+++ Цитируемый отрывок +++
Йокнапатофа. Причудливое индейское слово. Холмы до горизонта, освещённые припыленным солнцем, жалобный свист поезда, проносящегося мимо полузаброшенной станции, древесная стружка, брызгающая из-под пилы, город Джефферсон с ветшающими старинными домами, с садами, без должного присмотра пышно пускающимися в рост. Лошади, собаки, люди. Маленький уголок южноамериканского штата, самая обыкновенная земля с самой обыкновенной жизнью. За одним исключением: вся эта земля, с глухими лесами, с фермами, затерянными среди холмов, с нагретыми просёлочными дорогами и с джефферсоновскими мостовыми, с белыми колоннами и с кружевными занавесками, а главное – с удивительным желтоватым, «античным» светом, который бывает только пару дней в году в конце августа, – все это выдумано, всего этого на самом деле не существует. Это, можно сказать, волшебная страна – но не такая, к каким мы привыкли, читая о Нарнии или стране Оз. Вымышленная реалистическая страна – эдакий парадокс. На карте Йокнапатофы, нарисованной её создателем, изображены не столько географические объекты – где уж там, на «клочке земли размером с почтовую марку», им разместиться. На ней вы увидите названия книг. Именно текстами, большими и малыми, семейными сагами и короткими зарисовками, мерится это пространство. А ещё на карте вы найдёте имя «единственного хозяина и повелителя» всего этого – Уильяма Фолкнера.
Фолкнер выдумал не только пространство, в котором разворачивается действие большинства наиболее удачных его романов и рассказов, – он вообще любил выдумывать, даже тогда, когда вроде бы незачем. Например, нередко рассказывал выдумки про собственную жизнь – по всей видимости, ради того главным образом, чтобы сбивать со следа любопытствующих. Однажды на вопрос, где он провёл лето, почему-то ответил, что работал на лесопилке, а потом на рыбацкой шхуне – хотя на деле отдыхал на побережье с друзьями. Когда после его возвращения из лётной школы (всю жизнь мечтал летать и даже прыгал в детстве с крыши с самодельным летательным аппаратом) поползли слухи о том, какие подвиги он совершал на Первой мировой войне и сколько самолётов противника подбил в небе над Францией, нисколько этим рассказам не препятствовал, даже наоборот. Хотя в действительности Первая мировая кончилась тогда же, когда и лётная школа, и страшно разочарованному Фолкнеру выслали полагавшиеся ему лётчицкие нашивки почтой. А ведь он так мечтал попасть на войну, совершить подвиг!
+++ Записи набора данных +++
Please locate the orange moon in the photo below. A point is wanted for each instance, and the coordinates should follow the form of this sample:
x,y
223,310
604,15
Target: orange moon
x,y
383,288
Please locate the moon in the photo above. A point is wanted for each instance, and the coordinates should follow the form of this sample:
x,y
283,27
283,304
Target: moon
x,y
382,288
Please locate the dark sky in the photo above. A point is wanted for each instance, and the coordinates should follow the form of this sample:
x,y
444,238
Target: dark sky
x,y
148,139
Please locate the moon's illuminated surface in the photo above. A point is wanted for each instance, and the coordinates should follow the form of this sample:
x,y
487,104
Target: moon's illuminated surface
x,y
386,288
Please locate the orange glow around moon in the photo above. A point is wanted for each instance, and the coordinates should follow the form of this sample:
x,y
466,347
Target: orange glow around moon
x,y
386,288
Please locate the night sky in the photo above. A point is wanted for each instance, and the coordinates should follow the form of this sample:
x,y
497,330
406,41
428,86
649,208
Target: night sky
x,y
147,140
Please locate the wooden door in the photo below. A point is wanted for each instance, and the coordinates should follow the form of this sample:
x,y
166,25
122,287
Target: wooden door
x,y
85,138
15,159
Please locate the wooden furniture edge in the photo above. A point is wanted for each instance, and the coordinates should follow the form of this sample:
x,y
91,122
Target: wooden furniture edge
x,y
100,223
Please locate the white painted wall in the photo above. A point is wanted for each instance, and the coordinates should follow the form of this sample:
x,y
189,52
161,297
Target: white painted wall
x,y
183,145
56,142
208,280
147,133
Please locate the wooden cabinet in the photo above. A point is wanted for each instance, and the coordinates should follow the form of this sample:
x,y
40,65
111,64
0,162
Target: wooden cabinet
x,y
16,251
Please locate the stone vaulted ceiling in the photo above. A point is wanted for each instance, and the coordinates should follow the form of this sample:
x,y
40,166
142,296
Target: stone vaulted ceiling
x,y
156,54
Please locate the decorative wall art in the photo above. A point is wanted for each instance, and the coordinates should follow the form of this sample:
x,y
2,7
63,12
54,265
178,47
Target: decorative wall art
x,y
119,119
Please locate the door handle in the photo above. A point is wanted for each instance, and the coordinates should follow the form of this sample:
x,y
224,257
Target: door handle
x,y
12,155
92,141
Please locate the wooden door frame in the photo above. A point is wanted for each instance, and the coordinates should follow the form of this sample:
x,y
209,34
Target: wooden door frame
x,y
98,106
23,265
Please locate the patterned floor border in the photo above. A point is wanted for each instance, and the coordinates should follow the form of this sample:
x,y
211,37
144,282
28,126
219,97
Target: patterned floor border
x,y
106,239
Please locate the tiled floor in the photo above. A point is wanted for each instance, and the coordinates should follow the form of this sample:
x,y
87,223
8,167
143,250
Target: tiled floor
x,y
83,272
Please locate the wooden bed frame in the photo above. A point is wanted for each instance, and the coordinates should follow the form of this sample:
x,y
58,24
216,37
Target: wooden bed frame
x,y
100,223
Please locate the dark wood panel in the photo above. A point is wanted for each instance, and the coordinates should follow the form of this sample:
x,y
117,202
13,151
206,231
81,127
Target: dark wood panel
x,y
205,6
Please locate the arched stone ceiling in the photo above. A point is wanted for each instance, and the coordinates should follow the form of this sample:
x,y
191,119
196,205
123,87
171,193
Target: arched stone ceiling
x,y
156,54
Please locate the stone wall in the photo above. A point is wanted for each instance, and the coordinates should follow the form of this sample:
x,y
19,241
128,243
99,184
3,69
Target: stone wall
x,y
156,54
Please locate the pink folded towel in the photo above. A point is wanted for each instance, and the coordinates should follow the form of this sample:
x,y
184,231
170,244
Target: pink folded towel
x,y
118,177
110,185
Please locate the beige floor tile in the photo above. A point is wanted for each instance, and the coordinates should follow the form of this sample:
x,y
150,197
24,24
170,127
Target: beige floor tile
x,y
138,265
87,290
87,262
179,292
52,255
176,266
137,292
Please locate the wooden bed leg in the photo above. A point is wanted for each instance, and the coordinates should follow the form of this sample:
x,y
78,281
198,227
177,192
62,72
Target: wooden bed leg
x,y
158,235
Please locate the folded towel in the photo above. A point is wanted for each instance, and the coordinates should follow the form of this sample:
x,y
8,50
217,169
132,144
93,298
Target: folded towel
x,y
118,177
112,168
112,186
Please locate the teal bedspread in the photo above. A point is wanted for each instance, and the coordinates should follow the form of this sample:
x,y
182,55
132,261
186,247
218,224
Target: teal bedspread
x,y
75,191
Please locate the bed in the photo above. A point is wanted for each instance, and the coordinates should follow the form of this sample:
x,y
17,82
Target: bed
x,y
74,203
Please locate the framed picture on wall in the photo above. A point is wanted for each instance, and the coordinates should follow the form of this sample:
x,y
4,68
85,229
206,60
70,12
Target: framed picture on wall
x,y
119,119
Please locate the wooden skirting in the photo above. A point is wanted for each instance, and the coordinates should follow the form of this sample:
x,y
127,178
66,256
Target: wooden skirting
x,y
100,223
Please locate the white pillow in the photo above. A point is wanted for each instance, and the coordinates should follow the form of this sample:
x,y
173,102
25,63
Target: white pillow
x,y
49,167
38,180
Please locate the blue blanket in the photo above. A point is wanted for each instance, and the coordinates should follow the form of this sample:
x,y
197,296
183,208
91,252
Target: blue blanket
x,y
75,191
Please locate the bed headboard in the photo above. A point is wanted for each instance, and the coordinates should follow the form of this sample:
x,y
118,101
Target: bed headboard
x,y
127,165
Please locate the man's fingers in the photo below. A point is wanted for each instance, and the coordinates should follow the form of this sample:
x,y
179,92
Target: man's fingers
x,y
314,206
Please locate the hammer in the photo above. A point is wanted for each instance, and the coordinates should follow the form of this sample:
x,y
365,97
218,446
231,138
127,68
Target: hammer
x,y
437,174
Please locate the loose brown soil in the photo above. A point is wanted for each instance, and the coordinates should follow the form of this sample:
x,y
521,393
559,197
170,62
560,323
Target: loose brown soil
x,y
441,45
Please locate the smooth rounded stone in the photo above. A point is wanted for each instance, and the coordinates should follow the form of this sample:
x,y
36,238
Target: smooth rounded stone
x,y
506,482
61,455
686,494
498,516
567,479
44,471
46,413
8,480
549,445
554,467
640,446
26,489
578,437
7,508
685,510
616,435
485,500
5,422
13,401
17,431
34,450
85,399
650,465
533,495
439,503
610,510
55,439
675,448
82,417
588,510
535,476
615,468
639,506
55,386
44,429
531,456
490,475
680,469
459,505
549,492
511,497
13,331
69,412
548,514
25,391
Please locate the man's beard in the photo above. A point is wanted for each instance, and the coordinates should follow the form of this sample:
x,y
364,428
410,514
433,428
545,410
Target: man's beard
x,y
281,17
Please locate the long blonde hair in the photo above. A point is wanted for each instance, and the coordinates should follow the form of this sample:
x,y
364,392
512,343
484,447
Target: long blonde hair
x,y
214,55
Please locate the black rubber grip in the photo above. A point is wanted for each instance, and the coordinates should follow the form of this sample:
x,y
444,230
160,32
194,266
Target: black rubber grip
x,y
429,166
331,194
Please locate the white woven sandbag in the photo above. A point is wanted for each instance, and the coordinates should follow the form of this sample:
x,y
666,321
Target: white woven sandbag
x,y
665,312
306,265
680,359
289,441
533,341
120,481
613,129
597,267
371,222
+++
Письменное задание
Продолжите текст о Фолкнере, начав сразу после его последнего предложения. Эти данные — отдельный материал и к тексту о Фолкнере не относятся.

Ответ к заданию
Конечно, за этими его мистификациями – не только богатое воображение или уязвлённая гордость. Помимо прочего, он всю жизнь терпеть не мог того, чем, собственно, мы в этой заметке и заняты, – когда «лезут в душу». Для него произведение всегда было важнее, чем писатель, и когда журналисты пытались выудить из него побольше «личного», его это только раздражало – и он начинал сочинять небылицы. Отправиться в Стокгольм на вручение Нобелевской премии его еле уломали, да и то потом про него говорили, что он самый молчаливый нобелевский лауреат, какого там когда-либо видели. О его «несветскости» ходили легенды: то сбежит с вечеринки через окно и спустится по стволу дерева, чтобы не огорчать своим уходом хозяев, то за весь вечер не заметит девушку, которую специально посадят с ним рядом, чтобы он «не скучал». Множество раз заключал договоры с голливудскими кинокомпаниями, потому что почти постоянно не хватало денег, – но Голливуд терпеть не мог, тамошняя пёстрая, шумная, казавшаяся ему пустой жизнь наводила на него тоску и даже ужас. Он всё время стремился вернуться домой – в Оксфорд (он же Джефферсон), где он родился и провёл всю жизнь. С Оксфордом была связана история нескольких поколений его семьи, там рассказывались байки о его полулегендарном прадеде-пионере, который полжизни провёл во всяких авантюрах, а потом стал писателем и фермером и был убит выстрелом в упор на собственной улице. Маленький Билл, названный в честь деда и пребывавший под сильным обаянием рассказов о его приключениях, на вопрос, кем он хочет стать, отвечал: «Хочу стать писателем, как дедушка».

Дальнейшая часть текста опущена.